====== Testo scelto

L’occasione della visita era la richiesta di una collaborazione per una mostra itinerante di educazione scientifica, capace di coinvolgere i bambini, nel gioco e nella sperimentazione guidata, perché come ricordò in quella occasione il maestro: “Il bambino impara giocando da quando nasce, e questa mostra restituirebbe ai bambini il piacere di scoprire, giocando, concetti scientifici e abilità tecniche così da ampliare la loro cultura”.

Conoscevo di Mario Lodi solo quello che aveva scritto e ricordando le prime pagine de Il paese sbagliato, avevo bene in mente il racconto del suo primo giorno di scuola: “Uno dei bambini si alzò e andò a guardare cosa succedeva sui tetti di fronte. A poco a poco anche gli altri fecero lo stesso. E allora mi domandai: lasciar fare o reprimere? Così mi alzai, e insieme a loro mi misi a guardare il mondo dalla finestra”. Portare nella scuola l’idea di aprirsi verso l’esterno era anche mia convinzione, sostenendo l’innovazione e la sperimentazione didattica, ritenendo il mondo esterno degno di grande considerazione, fonte di ispirazione per il lavoro di insegnanti e bambini.

============
====== Blocco dati

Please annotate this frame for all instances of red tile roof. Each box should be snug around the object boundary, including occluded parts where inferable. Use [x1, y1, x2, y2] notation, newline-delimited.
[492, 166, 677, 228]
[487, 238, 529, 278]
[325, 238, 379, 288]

============

Scrivi il seguito del brano su Mario Lodi, ripartendo subito dopo la sua ultima frase.

Il centro, al tempo della visita di Mario, era al massimo dell’espansione, i giocattoli avevano invaso ogni spazio dell’edificio di due piani e in parte il giardino esterno, rappresentava un punto di riferimento per le scuole sull’ecologia, l’educazione scientifica e il gioco, in linea con il pensiero interdisciplinare di Gregory Bateson, espresso in Ecologia della mente. Si promuovevano progetti di educazione ambientale, si allestivano ogni anno mostre ed eventi pubblici sul gioco, si incrementava il museo con nuovi oggetti.

I giocattoli erano appesi alle pareti, sospesi al soffitto, appoggiati su grandi tavoli e per ogni dove, perché i bambini in visita potessero toccarli e giocarci. Ogni giocattolo nuovo che entrava, generava metamorfosi, cambiamenti repentini di interi comparti e nuove divertenti sistemazioni.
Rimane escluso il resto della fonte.